Document extract
The cold, cold truth

News that Washington police have made a breakthrough in the 2001 murder of government intern Chandra Levy will bring a measure of relief to her long-suffering family and the community that she lived in. It may perhaps be too late to rehabilitate the image of the US congressman Gary Condit who was ensnared in the publicity surrounding the disappearance of the young woman and whose political career collapsed in a tailspin. Mr Condit’s exile was in equal measure a result of his indiscretion – he was said to have had an affair with Ms Levy – and the inclination of the media to go for the jugular when they convince themselves that they have their favoured suspect cornered and weakened. It will now be left to history to revise Mr Condit’s part in this drama and to punctuate it.

Of greater interest to us here is the fact that a case from 2001 which had long been dormant and without any clear path to prosecution has suddenly roared back to life. The truth is that these cases are never far from the consciousness of investigators in the average police precinct and there is a relentlessness that attends them and a constant triangulation of new data, details, DNA and the like particularly with high-profile cases like Ms Levy’s. Sometimes a long reticent witness might provide a key break but more often it’s the hard work of re-evaluating and re-assessing facts for that eureka moment. In this case, the prime suspect had been on the police’s radar but there had not been sufficient incriminating evidence. DNA evidence now links the suspect to the case though the police should have had him under closer investigation as he had been convicted of assaulting two women in 2002 in the same park where Levy disappeared.

Information shown

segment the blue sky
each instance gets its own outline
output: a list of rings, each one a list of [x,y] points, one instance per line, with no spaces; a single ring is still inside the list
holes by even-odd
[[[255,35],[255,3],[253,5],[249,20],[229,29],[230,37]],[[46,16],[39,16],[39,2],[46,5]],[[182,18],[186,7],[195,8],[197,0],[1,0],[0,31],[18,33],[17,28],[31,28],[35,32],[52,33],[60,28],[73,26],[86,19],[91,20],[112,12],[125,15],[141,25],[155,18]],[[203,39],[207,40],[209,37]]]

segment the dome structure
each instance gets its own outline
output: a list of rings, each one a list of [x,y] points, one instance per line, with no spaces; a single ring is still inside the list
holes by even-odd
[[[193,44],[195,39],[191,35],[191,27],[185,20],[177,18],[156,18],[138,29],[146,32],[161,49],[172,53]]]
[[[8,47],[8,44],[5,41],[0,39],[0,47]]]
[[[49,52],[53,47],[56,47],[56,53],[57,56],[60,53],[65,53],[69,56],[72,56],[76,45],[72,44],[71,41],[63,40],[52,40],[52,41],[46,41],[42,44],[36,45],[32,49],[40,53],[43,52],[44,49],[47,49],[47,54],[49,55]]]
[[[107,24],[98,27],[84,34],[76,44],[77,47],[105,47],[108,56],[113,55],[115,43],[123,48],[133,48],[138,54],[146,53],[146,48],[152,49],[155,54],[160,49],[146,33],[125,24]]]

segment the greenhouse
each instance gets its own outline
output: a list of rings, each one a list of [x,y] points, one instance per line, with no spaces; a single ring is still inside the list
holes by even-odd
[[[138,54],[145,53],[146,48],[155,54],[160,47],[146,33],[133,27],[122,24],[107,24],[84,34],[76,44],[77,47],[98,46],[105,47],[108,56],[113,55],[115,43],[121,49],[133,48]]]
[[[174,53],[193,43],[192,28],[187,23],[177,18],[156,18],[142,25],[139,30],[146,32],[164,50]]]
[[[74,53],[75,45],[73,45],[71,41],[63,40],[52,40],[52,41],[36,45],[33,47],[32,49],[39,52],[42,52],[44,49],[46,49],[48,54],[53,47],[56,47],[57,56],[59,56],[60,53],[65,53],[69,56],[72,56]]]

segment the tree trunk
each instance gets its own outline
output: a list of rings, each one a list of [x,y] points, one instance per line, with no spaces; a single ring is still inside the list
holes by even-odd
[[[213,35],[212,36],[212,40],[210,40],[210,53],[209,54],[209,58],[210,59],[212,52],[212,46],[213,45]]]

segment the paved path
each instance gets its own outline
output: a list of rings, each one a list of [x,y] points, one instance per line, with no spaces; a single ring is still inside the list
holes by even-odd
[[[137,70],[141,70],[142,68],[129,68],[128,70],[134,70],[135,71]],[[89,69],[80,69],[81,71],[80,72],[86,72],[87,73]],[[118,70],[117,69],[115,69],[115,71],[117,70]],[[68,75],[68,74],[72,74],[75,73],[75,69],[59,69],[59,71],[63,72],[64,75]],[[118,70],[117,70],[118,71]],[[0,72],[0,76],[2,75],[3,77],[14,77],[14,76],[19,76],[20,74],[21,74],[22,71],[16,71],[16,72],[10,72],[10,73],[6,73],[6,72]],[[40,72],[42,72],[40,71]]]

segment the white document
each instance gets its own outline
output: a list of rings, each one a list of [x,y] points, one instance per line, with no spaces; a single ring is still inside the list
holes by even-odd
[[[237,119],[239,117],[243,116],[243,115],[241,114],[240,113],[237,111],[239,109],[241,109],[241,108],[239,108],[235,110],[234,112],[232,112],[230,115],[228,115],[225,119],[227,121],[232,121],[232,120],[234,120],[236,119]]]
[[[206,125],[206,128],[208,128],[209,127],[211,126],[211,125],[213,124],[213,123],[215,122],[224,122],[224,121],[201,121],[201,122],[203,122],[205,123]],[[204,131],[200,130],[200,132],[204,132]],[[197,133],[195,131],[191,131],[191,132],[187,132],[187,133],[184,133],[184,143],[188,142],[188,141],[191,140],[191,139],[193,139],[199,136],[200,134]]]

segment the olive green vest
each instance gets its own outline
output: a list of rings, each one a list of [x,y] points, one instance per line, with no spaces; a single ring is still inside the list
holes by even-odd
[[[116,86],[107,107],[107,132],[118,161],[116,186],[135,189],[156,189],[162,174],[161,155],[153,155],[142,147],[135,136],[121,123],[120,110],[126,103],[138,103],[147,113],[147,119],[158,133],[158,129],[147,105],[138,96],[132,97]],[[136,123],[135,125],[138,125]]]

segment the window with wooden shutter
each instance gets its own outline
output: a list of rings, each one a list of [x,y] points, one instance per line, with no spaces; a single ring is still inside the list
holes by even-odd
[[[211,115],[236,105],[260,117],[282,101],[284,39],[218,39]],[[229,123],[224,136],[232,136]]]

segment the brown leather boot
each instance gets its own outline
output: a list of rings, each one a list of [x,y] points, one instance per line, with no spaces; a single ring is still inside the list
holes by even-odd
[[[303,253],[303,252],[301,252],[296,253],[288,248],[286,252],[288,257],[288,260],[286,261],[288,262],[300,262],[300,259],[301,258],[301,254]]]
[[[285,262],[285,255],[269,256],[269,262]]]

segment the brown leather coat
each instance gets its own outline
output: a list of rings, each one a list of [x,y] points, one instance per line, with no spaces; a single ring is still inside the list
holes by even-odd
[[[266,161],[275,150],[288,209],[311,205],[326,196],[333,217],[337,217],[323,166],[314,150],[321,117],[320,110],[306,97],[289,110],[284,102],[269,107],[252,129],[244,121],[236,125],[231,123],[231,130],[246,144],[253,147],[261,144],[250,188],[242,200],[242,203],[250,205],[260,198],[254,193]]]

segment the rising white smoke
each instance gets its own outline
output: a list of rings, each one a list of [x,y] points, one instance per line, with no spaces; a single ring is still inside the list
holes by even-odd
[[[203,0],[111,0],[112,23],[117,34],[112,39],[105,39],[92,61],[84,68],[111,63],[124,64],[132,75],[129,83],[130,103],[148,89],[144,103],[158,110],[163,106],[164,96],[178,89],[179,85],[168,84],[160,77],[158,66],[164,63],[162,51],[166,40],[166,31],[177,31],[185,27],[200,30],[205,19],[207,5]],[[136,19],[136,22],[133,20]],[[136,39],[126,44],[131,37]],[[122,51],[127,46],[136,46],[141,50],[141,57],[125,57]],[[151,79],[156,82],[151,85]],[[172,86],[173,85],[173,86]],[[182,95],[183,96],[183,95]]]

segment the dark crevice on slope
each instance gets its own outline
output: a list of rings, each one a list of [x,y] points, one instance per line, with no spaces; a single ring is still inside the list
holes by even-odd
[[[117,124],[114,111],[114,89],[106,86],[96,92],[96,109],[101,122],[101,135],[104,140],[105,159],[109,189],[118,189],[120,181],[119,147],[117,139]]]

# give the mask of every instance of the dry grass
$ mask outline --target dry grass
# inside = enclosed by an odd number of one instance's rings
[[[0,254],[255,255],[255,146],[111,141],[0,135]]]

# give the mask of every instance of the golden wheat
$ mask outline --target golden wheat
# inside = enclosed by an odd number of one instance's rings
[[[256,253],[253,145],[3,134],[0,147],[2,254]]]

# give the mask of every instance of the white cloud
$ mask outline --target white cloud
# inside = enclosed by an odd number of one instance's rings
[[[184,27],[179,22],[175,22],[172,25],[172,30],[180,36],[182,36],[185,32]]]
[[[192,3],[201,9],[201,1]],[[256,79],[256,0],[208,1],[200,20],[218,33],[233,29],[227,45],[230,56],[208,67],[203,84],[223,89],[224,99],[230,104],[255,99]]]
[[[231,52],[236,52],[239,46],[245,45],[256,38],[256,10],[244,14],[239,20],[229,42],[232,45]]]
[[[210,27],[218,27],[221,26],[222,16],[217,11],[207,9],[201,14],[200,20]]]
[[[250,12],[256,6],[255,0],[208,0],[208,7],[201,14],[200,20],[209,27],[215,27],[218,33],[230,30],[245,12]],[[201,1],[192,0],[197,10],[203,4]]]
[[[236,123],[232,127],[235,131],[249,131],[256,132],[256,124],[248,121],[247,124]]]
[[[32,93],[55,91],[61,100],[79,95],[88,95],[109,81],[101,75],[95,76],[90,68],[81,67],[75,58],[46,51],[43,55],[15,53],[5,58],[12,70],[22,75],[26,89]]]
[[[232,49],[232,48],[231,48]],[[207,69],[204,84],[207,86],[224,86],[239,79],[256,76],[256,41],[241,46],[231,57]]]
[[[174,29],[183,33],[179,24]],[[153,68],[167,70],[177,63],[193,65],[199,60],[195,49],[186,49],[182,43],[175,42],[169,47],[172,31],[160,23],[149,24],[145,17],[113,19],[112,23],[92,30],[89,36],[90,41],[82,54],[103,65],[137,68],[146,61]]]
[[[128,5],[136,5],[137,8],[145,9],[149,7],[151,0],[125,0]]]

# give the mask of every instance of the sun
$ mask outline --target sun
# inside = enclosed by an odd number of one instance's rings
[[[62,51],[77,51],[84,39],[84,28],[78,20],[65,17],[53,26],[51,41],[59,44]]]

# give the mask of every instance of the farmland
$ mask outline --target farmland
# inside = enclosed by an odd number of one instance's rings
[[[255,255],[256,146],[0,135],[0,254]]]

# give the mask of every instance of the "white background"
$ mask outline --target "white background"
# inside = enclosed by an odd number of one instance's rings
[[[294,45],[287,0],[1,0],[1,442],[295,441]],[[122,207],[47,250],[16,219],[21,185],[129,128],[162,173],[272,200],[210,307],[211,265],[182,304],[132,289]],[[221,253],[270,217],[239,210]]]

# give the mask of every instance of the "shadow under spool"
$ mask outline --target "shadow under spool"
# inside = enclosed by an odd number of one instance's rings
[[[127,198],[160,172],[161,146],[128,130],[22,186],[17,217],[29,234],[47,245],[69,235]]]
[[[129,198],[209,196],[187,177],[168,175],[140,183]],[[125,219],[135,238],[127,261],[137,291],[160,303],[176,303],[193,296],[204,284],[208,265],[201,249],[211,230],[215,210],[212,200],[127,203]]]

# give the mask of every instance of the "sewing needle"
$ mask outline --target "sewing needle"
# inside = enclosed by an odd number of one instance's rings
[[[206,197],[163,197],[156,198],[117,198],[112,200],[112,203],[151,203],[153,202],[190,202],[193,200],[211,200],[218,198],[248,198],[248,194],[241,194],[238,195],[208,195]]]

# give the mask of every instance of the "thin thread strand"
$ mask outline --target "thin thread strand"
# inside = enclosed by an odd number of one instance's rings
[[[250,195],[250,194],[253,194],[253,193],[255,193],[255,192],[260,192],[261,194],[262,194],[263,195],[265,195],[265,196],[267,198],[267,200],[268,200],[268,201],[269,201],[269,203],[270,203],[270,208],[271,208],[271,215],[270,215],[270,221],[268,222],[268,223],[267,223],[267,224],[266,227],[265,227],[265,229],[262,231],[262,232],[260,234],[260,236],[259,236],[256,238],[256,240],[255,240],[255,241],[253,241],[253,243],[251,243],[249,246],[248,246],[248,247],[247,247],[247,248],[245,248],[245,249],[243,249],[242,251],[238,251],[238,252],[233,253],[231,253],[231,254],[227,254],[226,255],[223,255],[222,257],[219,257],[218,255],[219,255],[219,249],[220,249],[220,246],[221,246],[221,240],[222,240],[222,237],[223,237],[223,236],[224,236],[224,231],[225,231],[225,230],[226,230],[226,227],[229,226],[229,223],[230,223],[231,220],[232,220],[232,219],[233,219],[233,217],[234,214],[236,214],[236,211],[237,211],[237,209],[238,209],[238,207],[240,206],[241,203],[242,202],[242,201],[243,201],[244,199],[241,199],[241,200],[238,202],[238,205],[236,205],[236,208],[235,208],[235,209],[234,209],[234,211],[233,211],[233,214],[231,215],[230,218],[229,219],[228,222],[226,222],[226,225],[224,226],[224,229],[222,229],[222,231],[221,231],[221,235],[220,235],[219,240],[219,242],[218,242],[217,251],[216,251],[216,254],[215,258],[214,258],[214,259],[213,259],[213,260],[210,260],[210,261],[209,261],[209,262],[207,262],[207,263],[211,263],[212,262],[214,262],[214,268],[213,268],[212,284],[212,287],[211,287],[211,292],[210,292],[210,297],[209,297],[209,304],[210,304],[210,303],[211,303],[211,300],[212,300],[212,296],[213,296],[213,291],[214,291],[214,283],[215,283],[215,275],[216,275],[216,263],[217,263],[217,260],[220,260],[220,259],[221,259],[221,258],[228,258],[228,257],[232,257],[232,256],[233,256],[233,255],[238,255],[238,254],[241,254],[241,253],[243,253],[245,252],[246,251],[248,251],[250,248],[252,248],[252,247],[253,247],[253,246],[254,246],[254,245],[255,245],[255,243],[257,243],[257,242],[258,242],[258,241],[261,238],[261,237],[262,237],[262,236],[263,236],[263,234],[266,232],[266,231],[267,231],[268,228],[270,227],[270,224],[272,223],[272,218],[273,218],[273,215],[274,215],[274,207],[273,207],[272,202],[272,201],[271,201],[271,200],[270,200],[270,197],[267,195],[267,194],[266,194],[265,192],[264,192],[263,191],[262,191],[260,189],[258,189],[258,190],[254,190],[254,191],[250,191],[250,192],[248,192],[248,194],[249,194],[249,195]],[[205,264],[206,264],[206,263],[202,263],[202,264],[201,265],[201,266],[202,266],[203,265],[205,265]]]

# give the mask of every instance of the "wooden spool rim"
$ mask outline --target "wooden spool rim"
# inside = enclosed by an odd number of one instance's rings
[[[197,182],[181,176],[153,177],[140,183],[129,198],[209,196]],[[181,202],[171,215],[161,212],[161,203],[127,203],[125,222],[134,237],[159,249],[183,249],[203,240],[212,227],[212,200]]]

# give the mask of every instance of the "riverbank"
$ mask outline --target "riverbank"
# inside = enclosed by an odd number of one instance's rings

Directions
1. List the kinds of information that the editorial on the Chandra Levy case says investigators constantly triangulate in high-profile cases.
2. According to the editorial on the Chandra Levy case, why should the police have kept the prime suspect under closer investigation?
3. Print the portion of the editorial on the Chandra Levy case that begins with the words "News that Washington" and ends with "to punctuate it.".
Rely only on the editorial itself when responding.

Answers to the exercises
1. New data, details, DNA

2. He had been convicted in 2002 of assaulting two women in the same park where Levy disappeared. That record should have drawn closer police attention to him.

3.
News that Washington police have made a breakthrough in the 2001 murder of government intern Chandra Levy will bring a measure of relief to her long-suffering family and the community that she lived in. It may perhaps be too late to rehabilitate the image of the US congressman Gary Condit who was ensnared in the publicity surrounding the disappearance of the young woman and whose political career collapsed in a tailspin. Mr Condit’s exile was in equal measure a result of his indiscretion – he was said to have had an affair with Ms Levy – and the inclination of the media to go for the jugular when they convince themselves that they have their favoured suspect cornered and weakened. It will now be left to history to revise Mr Condit’s part in this drama and to punctuate it.